Exercise instructions:
Please rewrite the items below, changing "set a point" to "place a marker" and leaving everything else as it is.

====== Given data ======

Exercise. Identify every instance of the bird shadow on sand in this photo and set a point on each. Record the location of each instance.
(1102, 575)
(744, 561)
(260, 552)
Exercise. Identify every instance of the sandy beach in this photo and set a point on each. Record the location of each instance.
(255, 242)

======

Exercise output:
Exercise. Identify every instance of the bird shadow on sand in this photo and place a marker on each. Record the location of each instance.
(1102, 575)
(744, 561)
(260, 552)
Exercise. Identify every instance of the sandy beach in this photo and place a marker on each. Record the location of each instance.
(255, 242)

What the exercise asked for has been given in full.